- **GOAL**
Below are the entries; output exactly the lines from the one containing "Can you find the mown" through the final line, inclusive.

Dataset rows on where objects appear
════
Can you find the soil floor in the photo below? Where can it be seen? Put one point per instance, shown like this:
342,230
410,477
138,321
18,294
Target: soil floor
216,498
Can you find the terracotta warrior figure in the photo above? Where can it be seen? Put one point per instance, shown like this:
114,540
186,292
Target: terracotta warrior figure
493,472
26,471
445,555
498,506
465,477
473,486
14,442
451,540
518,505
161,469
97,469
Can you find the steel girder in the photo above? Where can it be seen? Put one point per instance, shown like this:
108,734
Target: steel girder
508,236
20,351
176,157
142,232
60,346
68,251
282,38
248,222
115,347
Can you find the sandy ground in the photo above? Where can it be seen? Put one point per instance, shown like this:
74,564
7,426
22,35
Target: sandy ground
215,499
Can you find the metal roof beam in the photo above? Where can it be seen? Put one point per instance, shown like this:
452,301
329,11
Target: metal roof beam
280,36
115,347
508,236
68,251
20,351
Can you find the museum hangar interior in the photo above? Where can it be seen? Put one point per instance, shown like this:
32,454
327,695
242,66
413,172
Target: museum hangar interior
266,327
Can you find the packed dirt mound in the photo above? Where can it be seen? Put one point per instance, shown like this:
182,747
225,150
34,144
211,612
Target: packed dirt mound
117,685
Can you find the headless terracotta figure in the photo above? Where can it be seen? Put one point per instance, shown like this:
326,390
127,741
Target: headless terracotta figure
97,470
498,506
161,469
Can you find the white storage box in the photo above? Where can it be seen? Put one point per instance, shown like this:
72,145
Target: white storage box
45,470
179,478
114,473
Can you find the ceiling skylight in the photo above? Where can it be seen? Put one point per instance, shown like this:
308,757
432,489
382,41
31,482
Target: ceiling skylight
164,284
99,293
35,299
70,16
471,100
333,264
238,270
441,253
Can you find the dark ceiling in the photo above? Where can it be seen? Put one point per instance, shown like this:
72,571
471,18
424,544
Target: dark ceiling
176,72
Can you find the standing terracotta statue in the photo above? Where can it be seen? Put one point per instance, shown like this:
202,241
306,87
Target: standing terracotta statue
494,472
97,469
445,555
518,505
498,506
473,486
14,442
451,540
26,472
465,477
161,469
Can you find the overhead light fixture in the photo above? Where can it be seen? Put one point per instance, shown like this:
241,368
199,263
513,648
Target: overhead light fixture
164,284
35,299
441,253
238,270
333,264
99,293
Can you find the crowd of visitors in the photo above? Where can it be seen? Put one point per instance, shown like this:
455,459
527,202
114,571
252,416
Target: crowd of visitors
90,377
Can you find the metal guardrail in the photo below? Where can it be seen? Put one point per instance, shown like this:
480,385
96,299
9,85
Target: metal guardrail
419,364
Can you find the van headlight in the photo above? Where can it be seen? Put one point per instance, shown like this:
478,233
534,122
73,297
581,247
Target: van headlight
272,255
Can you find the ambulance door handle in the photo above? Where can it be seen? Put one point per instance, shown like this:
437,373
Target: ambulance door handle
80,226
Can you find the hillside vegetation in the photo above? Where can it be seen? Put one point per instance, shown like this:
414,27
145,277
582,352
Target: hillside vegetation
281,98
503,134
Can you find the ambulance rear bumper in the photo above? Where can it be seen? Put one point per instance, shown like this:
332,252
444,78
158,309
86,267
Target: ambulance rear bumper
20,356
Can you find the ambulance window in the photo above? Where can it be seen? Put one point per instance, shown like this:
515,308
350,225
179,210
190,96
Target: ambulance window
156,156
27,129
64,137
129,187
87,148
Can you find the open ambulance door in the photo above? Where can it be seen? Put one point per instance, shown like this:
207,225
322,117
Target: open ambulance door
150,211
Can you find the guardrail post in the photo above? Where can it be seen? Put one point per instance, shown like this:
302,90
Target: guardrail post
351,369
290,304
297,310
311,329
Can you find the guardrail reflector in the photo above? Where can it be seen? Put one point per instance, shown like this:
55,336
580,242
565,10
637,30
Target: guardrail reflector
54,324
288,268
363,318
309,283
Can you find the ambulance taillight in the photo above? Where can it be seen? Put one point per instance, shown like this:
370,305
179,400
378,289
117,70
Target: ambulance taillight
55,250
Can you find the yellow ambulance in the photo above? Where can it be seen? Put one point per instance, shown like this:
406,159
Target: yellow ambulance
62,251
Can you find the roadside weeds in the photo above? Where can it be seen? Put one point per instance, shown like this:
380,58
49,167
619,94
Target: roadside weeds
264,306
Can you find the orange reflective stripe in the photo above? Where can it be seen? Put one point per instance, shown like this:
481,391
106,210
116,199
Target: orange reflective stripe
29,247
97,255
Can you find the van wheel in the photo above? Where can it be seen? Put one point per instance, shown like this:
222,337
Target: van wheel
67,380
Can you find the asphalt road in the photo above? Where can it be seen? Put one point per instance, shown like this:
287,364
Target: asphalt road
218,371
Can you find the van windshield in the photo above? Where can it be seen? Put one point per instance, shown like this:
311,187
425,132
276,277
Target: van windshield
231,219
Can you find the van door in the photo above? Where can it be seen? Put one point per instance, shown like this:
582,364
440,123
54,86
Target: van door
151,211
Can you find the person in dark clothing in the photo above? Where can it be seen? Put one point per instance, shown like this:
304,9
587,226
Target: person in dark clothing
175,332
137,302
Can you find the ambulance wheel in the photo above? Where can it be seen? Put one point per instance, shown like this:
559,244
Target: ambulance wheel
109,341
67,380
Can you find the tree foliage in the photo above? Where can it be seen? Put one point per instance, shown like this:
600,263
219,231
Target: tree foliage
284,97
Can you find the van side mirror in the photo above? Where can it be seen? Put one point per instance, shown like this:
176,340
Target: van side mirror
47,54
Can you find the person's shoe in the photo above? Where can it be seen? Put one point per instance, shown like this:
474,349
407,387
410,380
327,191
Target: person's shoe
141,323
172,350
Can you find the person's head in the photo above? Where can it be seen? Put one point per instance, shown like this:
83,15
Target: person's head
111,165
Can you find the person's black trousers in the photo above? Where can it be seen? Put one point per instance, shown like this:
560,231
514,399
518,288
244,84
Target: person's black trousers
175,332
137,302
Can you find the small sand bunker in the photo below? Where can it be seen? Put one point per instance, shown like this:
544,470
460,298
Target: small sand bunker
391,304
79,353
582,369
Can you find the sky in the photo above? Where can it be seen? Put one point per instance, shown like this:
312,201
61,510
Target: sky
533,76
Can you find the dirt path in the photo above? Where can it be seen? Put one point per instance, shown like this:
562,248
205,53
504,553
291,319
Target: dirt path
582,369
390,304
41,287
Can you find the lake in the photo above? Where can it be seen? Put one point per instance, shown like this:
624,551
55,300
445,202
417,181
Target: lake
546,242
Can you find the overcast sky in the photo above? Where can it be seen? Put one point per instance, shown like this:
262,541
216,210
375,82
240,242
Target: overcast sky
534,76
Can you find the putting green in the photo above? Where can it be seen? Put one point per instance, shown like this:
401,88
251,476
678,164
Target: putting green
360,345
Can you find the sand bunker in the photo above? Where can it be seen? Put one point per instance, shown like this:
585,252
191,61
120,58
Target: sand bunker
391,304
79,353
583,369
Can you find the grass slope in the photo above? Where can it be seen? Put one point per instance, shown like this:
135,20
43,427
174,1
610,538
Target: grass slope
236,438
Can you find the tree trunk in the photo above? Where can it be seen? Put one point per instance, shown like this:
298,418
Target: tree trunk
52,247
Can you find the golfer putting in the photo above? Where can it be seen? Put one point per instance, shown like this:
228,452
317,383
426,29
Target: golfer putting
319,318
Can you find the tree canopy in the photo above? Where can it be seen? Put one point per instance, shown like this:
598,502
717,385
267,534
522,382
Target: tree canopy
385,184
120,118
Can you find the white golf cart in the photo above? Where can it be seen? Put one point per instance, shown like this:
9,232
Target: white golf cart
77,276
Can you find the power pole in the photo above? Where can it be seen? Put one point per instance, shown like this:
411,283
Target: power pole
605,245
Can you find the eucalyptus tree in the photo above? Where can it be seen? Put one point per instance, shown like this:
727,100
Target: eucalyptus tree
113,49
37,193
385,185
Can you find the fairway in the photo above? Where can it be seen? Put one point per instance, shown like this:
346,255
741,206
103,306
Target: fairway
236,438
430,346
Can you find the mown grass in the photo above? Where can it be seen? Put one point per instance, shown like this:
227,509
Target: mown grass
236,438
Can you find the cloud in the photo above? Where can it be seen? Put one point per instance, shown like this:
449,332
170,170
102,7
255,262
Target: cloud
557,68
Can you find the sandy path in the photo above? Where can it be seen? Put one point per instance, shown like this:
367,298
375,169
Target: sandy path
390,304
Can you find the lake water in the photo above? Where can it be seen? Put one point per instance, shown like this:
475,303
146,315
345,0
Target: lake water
════
- **THE RESPONSE**
Can you find the mown grass in the photo above? Where can it be seen? Put one point per instance, shown like this:
227,509
Target: mown grass
236,438
Can you find the cloud in the photo above? Where can it be seen? Put one point per instance, shown like this:
449,332
170,170
102,7
255,262
Target: cloud
557,68
Can you find the sandy path in the photo above? Where can it be seen? Put one point per instance, shown like this:
367,298
375,169
Target: sandy path
390,304
Can you find the lake water in the photo above? Where can it be seen? Put one point per instance, shown like this:
475,303
146,315
345,0
Target: lake water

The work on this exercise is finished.